- **ABOUT THIS EXERCISE**
Give the data again exactly as it appears.

BEGIN MATERIAL TO PROCESS

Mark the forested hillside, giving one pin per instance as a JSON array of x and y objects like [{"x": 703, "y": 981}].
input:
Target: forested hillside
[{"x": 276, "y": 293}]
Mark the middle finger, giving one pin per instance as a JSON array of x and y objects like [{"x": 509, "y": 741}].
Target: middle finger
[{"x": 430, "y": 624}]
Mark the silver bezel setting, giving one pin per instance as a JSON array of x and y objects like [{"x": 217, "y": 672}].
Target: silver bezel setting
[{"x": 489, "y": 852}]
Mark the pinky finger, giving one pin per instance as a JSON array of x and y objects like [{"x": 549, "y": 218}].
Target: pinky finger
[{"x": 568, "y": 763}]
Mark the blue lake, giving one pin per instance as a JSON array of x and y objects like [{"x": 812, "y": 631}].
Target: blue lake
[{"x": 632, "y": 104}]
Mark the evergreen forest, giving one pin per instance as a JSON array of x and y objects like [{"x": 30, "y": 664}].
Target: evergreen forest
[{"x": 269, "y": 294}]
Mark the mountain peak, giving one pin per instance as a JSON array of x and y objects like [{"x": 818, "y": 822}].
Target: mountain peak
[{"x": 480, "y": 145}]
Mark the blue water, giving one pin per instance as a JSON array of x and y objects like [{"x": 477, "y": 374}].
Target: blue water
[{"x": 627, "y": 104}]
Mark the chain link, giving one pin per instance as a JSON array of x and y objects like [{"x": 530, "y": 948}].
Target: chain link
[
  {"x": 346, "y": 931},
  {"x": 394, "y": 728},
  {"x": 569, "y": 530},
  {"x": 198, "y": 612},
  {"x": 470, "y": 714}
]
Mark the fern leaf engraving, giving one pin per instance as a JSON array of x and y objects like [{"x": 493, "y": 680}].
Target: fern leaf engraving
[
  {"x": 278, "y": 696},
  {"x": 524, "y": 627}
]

END MATERIAL TO PROCESS

- **ANSWER**
Mark the forested hillside, giving one pin per instance as a JSON array of x and y objects like [{"x": 703, "y": 981}].
input:
Target: forested hillside
[{"x": 276, "y": 293}]
Mark the middle finger, giving one pin per instance as a JSON array of x and y objects like [{"x": 509, "y": 741}].
Target: middle finger
[{"x": 430, "y": 624}]
Mark the silver bezel setting, giving one pin per instance as a JSON array of x and y objects like [{"x": 217, "y": 672}].
Target: silver bezel setting
[{"x": 489, "y": 852}]
Mark the pinky finger, giving one pin per instance as a JSON array of x and y objects like [{"x": 549, "y": 218}].
Target: pinky finger
[{"x": 568, "y": 763}]
Mark the blue lake, giving one pin per instance as a JSON array of x and y objects like [{"x": 812, "y": 631}].
Target: blue lake
[{"x": 632, "y": 104}]
Mark the evergreen forest, giving one pin per instance as a JSON array of x and y objects like [{"x": 30, "y": 664}].
Target: evergreen forest
[{"x": 269, "y": 294}]
Mark the mountain peak, giving one pin per instance as a JSON array of x and y objects like [{"x": 818, "y": 822}].
Target: mountain peak
[{"x": 480, "y": 145}]
Mark the blue water, giving one pin per instance as a JSON array of x and y objects like [{"x": 477, "y": 374}].
Target: blue water
[{"x": 627, "y": 104}]
Mark the chain link, giving one pin per instance as a JSON array of x and y objects like [{"x": 530, "y": 948}].
Target: chain link
[
  {"x": 346, "y": 931},
  {"x": 394, "y": 728},
  {"x": 569, "y": 530},
  {"x": 198, "y": 612},
  {"x": 470, "y": 714}
]
Mark the fern leaf engraving, giving one pin per instance as a JSON array of x and y objects like [{"x": 493, "y": 680}].
Target: fern leaf engraving
[
  {"x": 278, "y": 696},
  {"x": 524, "y": 627}
]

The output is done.